→ **SUPPLIED RECORDS**:
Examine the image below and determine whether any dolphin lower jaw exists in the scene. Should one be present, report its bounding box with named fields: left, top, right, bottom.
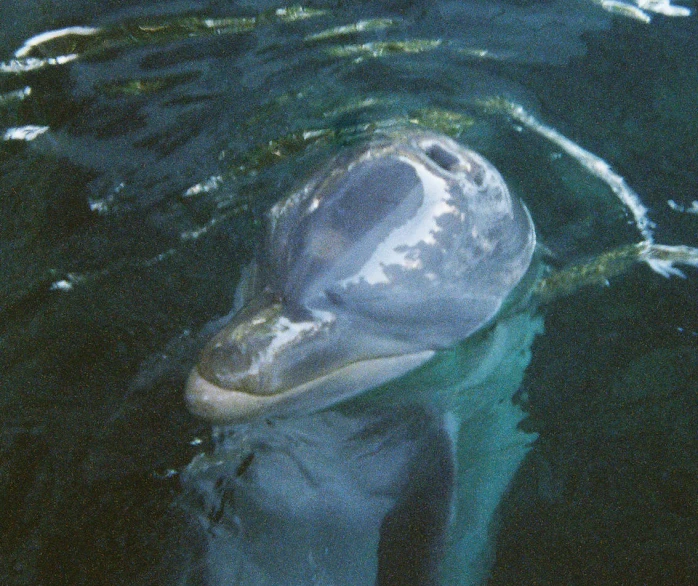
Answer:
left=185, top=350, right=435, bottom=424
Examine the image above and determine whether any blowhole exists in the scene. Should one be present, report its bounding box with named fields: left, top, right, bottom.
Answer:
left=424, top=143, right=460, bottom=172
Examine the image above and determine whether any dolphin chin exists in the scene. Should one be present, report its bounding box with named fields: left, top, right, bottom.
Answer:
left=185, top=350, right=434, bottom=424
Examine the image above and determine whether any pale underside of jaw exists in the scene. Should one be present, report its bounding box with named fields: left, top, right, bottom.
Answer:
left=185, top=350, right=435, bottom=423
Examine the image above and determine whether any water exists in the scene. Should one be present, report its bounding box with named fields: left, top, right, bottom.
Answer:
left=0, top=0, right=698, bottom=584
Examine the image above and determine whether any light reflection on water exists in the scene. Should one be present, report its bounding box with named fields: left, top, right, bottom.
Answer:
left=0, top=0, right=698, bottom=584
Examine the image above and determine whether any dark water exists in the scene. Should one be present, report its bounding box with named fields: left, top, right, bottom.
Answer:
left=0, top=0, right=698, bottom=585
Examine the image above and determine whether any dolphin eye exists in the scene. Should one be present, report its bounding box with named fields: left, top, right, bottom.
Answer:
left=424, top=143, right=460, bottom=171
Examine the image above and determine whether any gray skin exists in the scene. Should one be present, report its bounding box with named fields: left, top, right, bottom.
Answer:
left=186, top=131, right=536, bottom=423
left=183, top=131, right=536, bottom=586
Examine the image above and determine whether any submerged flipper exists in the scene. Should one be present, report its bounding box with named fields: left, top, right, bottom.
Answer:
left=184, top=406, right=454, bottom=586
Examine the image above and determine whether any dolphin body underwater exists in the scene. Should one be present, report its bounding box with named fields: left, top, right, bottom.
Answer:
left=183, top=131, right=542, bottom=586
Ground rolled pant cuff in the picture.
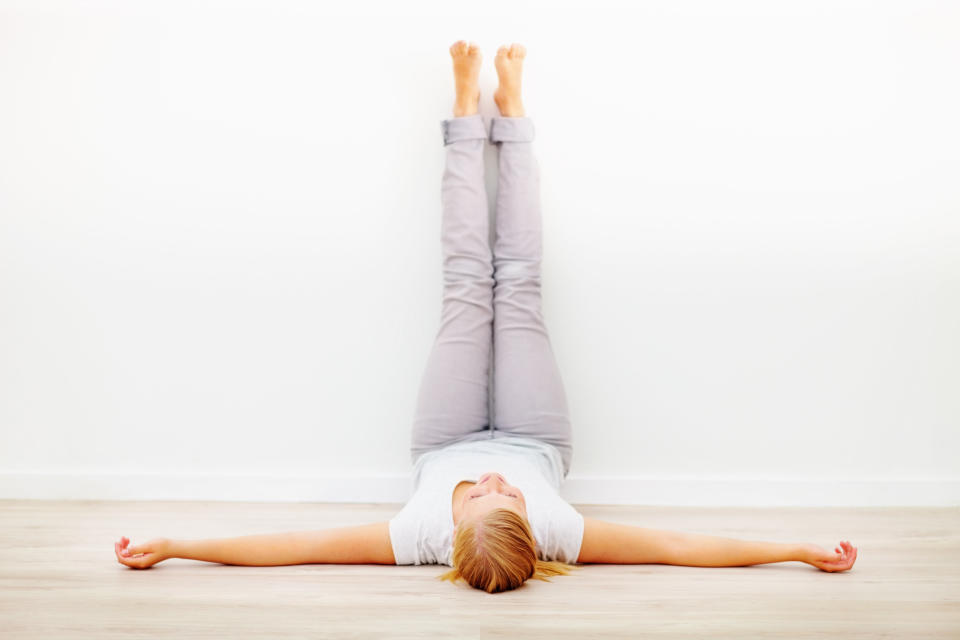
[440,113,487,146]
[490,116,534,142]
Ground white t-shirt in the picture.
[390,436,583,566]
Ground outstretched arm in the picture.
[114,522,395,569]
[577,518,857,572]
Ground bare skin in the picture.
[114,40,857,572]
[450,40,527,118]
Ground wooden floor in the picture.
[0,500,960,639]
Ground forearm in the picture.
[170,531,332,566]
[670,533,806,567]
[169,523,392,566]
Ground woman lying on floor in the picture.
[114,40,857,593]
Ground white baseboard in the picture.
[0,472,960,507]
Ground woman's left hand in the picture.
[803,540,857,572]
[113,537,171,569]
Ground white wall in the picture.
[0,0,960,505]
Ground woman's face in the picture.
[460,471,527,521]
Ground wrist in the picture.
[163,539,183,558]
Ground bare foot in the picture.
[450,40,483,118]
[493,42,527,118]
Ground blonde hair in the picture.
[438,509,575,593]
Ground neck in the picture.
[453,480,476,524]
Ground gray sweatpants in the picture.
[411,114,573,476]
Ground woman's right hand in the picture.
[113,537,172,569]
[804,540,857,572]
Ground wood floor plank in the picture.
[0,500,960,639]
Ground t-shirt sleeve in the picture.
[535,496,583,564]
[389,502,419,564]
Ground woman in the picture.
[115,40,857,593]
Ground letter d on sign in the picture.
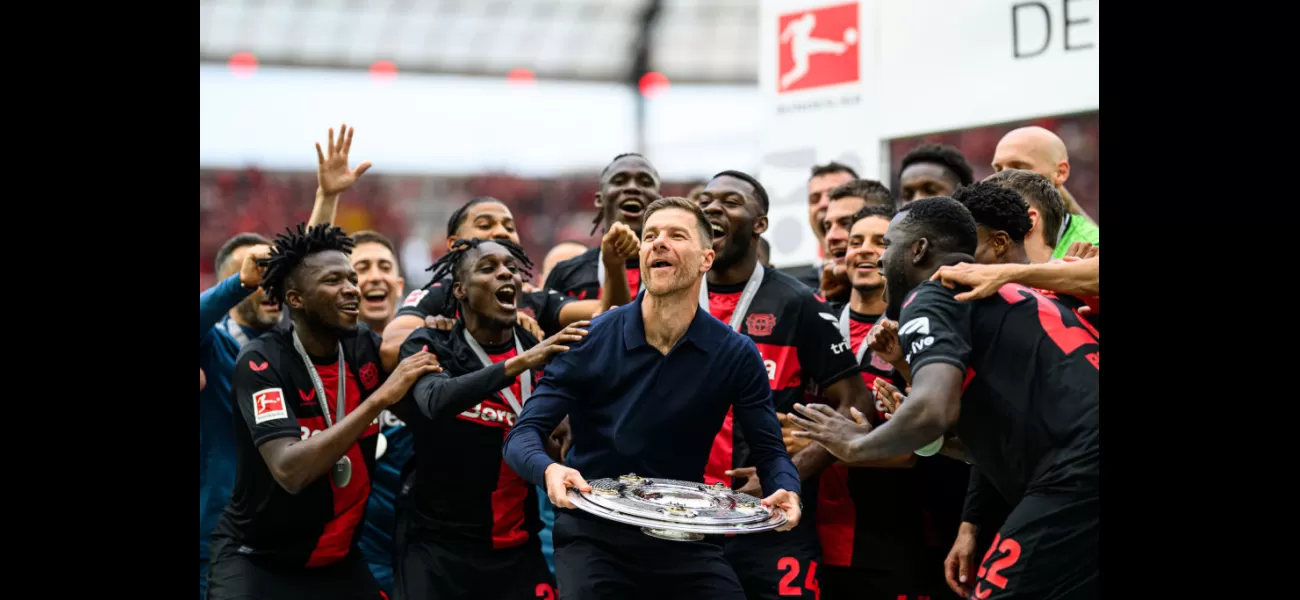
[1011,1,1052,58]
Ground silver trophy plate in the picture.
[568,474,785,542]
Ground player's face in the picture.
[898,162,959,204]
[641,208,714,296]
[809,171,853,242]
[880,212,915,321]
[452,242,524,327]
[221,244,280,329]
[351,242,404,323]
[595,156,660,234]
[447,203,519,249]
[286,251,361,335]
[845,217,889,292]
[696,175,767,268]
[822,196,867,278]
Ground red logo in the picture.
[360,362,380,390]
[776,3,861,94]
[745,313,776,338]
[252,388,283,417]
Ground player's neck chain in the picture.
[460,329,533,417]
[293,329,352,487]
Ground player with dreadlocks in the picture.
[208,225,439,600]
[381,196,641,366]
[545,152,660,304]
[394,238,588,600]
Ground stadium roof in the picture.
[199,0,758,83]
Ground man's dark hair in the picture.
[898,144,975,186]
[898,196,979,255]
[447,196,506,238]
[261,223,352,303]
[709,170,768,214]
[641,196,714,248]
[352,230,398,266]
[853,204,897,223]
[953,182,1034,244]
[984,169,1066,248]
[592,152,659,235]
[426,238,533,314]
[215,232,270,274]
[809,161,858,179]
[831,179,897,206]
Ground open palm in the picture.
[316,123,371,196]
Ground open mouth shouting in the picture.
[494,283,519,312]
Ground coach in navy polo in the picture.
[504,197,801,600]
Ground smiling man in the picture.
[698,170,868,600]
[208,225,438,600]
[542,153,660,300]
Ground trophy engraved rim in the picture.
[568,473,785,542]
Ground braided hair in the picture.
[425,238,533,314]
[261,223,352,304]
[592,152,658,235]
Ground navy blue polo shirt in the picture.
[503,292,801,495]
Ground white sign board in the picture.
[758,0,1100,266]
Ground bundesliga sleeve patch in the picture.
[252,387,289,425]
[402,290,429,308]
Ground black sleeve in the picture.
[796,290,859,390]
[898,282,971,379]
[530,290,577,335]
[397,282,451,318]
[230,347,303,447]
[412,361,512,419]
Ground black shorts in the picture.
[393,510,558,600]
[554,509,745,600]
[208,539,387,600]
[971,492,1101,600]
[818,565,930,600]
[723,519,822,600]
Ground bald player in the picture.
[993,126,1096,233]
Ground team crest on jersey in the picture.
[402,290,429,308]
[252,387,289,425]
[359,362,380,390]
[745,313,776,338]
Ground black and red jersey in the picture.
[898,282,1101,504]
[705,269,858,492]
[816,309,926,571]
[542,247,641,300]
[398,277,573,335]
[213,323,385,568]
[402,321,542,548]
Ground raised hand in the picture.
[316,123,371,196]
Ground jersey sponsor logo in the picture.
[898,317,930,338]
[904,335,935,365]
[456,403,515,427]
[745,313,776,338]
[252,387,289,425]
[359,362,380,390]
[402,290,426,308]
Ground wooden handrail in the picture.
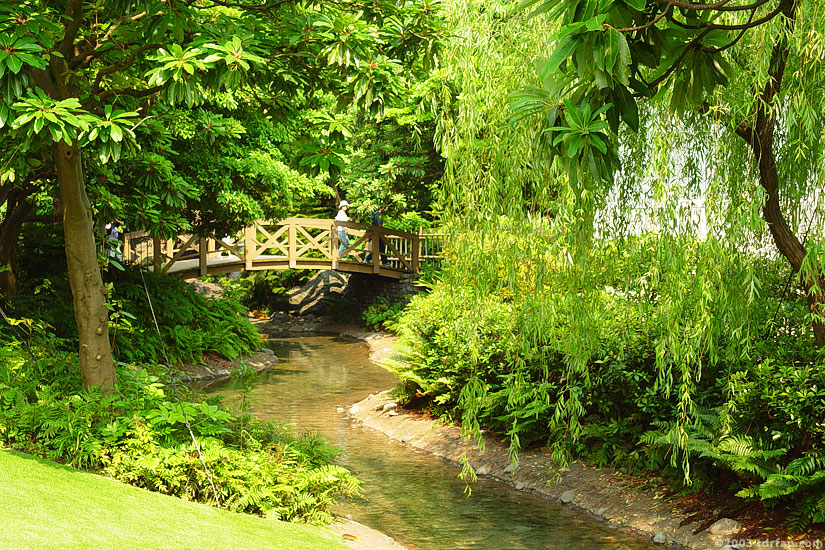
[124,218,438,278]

==

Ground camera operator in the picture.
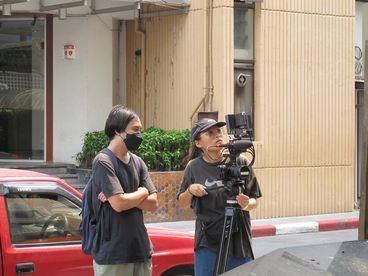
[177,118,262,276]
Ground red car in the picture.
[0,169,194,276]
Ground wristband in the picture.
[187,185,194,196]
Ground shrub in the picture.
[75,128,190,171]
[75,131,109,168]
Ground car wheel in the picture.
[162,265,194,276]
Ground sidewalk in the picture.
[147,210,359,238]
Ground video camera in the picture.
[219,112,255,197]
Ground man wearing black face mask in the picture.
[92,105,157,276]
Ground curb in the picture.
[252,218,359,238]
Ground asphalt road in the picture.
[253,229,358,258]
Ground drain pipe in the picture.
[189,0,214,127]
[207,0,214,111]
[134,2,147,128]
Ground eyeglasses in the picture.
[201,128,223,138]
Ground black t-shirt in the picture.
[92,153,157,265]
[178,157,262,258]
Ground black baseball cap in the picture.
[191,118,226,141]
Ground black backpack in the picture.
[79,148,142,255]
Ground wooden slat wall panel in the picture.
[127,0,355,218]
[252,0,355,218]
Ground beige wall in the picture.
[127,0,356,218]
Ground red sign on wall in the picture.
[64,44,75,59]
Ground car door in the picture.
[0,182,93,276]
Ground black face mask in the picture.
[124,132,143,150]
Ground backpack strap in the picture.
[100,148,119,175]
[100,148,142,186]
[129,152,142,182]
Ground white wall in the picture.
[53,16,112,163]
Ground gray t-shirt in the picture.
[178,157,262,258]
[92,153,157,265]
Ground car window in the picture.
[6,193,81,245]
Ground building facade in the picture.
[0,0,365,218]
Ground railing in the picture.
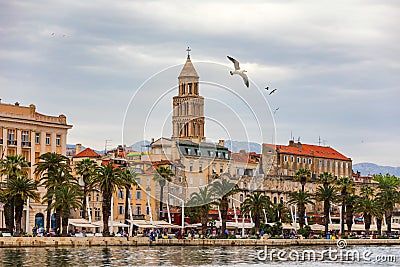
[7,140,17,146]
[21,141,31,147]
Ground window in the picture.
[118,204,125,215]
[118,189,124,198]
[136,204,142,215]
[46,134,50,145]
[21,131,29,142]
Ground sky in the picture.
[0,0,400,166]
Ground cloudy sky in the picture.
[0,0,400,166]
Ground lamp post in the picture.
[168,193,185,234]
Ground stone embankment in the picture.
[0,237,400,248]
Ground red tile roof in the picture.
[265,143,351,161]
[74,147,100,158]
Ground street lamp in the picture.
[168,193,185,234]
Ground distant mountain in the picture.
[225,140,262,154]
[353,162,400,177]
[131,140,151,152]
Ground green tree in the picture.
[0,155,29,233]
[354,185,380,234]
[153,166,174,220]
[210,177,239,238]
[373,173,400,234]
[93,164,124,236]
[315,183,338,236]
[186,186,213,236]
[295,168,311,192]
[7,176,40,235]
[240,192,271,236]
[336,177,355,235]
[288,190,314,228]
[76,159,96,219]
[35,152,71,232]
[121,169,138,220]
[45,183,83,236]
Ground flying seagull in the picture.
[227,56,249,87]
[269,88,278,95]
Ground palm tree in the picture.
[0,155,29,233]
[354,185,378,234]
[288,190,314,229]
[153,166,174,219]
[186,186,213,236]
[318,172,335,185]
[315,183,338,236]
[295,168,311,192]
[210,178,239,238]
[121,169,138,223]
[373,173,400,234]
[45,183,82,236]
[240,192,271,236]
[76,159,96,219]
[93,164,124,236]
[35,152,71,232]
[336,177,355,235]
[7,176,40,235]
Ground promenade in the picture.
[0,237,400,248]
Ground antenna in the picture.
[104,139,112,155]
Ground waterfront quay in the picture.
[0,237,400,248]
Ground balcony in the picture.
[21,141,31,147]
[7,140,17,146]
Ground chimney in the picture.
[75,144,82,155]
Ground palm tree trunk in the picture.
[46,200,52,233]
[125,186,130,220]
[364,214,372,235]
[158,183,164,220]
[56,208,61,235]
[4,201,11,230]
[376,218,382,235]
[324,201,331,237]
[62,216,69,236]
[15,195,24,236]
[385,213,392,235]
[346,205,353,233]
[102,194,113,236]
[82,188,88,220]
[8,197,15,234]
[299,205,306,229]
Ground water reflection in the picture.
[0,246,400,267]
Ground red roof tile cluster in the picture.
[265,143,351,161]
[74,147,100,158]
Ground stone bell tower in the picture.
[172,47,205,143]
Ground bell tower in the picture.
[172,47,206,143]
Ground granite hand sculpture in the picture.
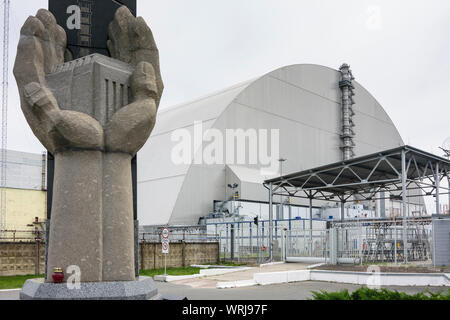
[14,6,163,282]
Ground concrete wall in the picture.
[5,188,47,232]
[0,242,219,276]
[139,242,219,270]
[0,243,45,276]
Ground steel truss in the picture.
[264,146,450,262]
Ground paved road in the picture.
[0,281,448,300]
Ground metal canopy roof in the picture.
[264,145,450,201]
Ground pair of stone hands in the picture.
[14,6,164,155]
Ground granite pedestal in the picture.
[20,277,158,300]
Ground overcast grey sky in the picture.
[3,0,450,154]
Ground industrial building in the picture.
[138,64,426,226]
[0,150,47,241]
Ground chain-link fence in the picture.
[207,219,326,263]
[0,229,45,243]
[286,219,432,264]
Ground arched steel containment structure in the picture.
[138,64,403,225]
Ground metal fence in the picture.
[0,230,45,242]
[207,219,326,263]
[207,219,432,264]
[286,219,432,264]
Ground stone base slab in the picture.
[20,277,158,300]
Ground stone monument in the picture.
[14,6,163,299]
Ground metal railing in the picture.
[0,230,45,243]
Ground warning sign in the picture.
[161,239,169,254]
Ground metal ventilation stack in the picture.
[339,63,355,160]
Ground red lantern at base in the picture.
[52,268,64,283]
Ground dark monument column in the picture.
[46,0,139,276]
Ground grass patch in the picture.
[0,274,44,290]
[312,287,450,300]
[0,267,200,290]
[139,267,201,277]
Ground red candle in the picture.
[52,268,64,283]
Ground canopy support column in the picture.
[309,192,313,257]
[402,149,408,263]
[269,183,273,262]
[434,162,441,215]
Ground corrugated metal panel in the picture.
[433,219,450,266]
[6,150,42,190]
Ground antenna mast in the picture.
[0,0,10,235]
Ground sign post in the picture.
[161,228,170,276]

==

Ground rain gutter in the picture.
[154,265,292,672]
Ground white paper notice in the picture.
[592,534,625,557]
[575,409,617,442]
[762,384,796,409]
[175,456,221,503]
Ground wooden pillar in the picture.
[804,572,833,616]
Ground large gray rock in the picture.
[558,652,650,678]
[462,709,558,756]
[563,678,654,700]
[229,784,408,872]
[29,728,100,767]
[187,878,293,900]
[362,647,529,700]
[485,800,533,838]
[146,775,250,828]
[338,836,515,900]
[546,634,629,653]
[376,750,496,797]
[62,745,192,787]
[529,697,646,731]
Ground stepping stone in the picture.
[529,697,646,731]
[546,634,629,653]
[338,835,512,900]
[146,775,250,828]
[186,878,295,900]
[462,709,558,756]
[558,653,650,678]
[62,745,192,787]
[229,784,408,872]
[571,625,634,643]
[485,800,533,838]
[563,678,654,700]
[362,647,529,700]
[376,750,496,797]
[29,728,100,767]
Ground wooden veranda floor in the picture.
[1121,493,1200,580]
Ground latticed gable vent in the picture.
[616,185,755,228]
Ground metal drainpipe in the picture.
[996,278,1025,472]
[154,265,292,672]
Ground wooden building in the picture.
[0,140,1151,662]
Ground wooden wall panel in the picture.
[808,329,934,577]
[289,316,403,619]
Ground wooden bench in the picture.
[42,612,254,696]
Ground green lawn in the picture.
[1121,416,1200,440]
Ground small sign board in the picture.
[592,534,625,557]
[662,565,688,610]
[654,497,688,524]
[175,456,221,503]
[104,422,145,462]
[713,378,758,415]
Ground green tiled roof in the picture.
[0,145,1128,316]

→ **THE REQUEST**: Rewrite the records from the line containing "Ground open palm in the picture." through the line containing "[592,152,658,235]", replacing "smiling man" with "grinning man" and keeping everything else the same.

→ **CORRECT RESPONSE**:
Ground open palm in the picture.
[316,123,371,196]
Ground open mouth shouting in the picture.
[494,283,519,312]
Ground coach in navy polo in the picture.
[504,197,801,600]
Ground grinning man in the picture.
[698,170,868,600]
[208,225,438,600]
[542,153,660,300]
Ground trophy engraved rim in the picture.
[568,473,785,542]
Ground braided hair in the picture.
[425,238,533,314]
[261,223,352,304]
[592,152,658,235]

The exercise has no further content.